▶ Assignment:
Without skipping anything, print all of the data exactly.

[Data entries]
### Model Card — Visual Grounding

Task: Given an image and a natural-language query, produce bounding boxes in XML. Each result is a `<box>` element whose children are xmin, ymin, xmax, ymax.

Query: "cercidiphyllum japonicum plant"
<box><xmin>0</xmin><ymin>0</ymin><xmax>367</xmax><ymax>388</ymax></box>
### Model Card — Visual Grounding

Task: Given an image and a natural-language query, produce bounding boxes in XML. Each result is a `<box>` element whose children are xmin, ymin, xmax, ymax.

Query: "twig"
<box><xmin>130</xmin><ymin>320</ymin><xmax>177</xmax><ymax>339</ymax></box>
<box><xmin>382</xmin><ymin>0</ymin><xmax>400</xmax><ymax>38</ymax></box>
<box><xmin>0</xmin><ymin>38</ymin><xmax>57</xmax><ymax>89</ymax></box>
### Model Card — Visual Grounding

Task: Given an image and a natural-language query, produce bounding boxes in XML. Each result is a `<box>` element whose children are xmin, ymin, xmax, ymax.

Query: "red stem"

▶ Your response:
### Model Card — Visual Grounding

Task: Given an image and a natural-language query, produce bounding boxes in XML. Each result is a `<box>` element whose children are xmin, ymin, xmax, ymax.

Query: "cercidiphyllum japonicum plant"
<box><xmin>0</xmin><ymin>0</ymin><xmax>367</xmax><ymax>388</ymax></box>
### Model Card — Visual Grounding

Task: Given an image and a natural-language query, produce bounding boxes in XML. Each result is a `<box>` element whose children are xmin, ymin, xmax, ymax.

Query: "twig"
<box><xmin>130</xmin><ymin>320</ymin><xmax>177</xmax><ymax>339</ymax></box>
<box><xmin>382</xmin><ymin>0</ymin><xmax>400</xmax><ymax>38</ymax></box>
<box><xmin>0</xmin><ymin>38</ymin><xmax>57</xmax><ymax>89</ymax></box>
### Model Card — Visual Grounding

Task: Given an image and a natural-language query, produce bounding boxes in XML. Each result is a `<box>` element whose children are xmin, ymin, xmax, ymax.

Query: "red stem"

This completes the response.